*DOCUMENT PASSAGE*.
Written on February 14, 2016:
Valentine’s Day. I’m sitting in my cramped dormitory room, taking shelter from the brutal cold outside, trying to figure out the best way to sell this collection of art, poetry, and prose to you. I even came up with a ringer of a headline: “Yes, Jon Snow. Winter is coming - but that might not be such a bad thing after all.”
I ditched that soon enough. I can’t bring myself to joke much about this issue.
Freshman year of college. They say new beginnings. A fresh start. But when all the pieces of this issue came together, and finally, we read them side by side, one after the other, we realized that the theme, overwhelmingly, was of loss. How much I must have projected onto this issue, I don’t know. Perhaps I used Blueshift to search for a form of kin, not of similar blood, but memory.
Sandra Meek writes: “the way I confused / tlhokafetse, died, for / tlhoafaletse, / missed.” Last Valentine’s Day, I planted my friend’s locket in my backyard. Remembered those I loved that would never come back. Either dead, or miles away, or had forgotten me. Like Michael in Albers’ “Michael Sins,” I learned a sinful temper, scolding a world that would not spit back what I wrongfully believed was owed to me.
I’m tired of loss. I’m angry at loss. And at first glance, that’s all you’ll gather from this issue. Loss and grief as those things we have known forever but will never fully accept. After “Bone Broth,” I began drowning in a clump of snow. After “How he made me disappear completely,” my body became a toy, lending itself to the world. By Mela’s third postcard in “Postcard Series,” I was so cold I considered lighting myself on fire. No place for fathers, or even ourselves.
But then, the question - why did I unconsciously pick so many pieces about loss? Maybe deep down, I knew I was missing something.

*COMPLETE THE FOLLOWING*.
1. Transcribe the part of the issue introduction that opens with the words "Freshman year of" and closes with "owed to me.".
2. Answer these questions using the issue introduction:
(a) On what date was it written?
(b) What did the writer plant in the backyard last Valentine's Day?
(c) What year of college is the writer in?
3. Summarize the issue introduction in two sentences.
The records that come next have no connection to the issue introduction.

*SUPPLIED ENTRIES*.
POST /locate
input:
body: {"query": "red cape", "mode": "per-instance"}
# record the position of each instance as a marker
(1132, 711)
---
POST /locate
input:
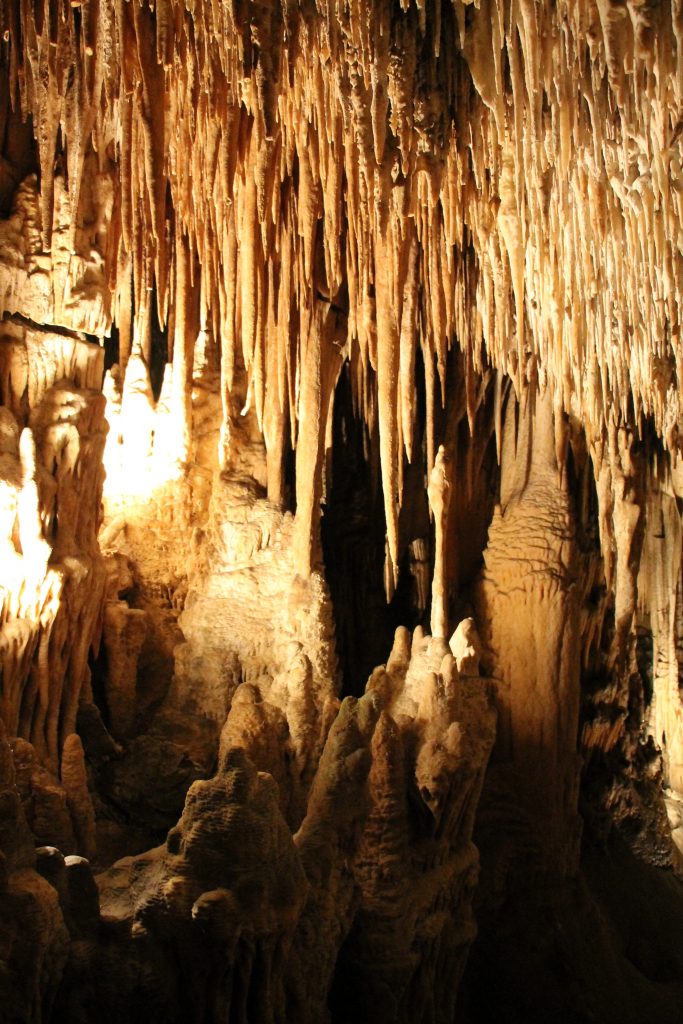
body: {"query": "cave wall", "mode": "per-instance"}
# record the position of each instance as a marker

*TASK RESULTS*.
1.
Freshman year of college. They say new beginnings. A fresh start. But when all the pieces of this issue came together, and finally, we read them side by side, one after the other, we realized that the theme, overwhelmingly, was of loss. How much I must have projected onto this issue, I don’t know. Perhaps I used Blueshift to search for a form of kin, not of similar blood, but memory.
Sandra Meek writes: “the way I confused / tlhokafetse, died, for / tlhoafaletse, / missed.” Last Valentine’s Day, I planted my friend’s locket in my backyard. Remembered those I loved that would never come back. Either dead, or miles away, or had forgotten me. Like Michael in Albers’ “Michael Sins,” I learned a sinful temper, scolding a world that would not spit back what I wrongfully believed was owed to me.

2.
(a) February 14, 2016.
(b) A friend's locket.
(c) Freshman year.

3. Writing on Valentine's Day 2016 from a cramped dormitory room during freshman year, the writer explains that the pieces in this issue, once read side by side, turned out to be overwhelmingly about loss. The writer describes being tired of and angry at loss, recalls how several pieces deepened that feeling, and wonders whether so many pieces about loss were chosen because something was missing.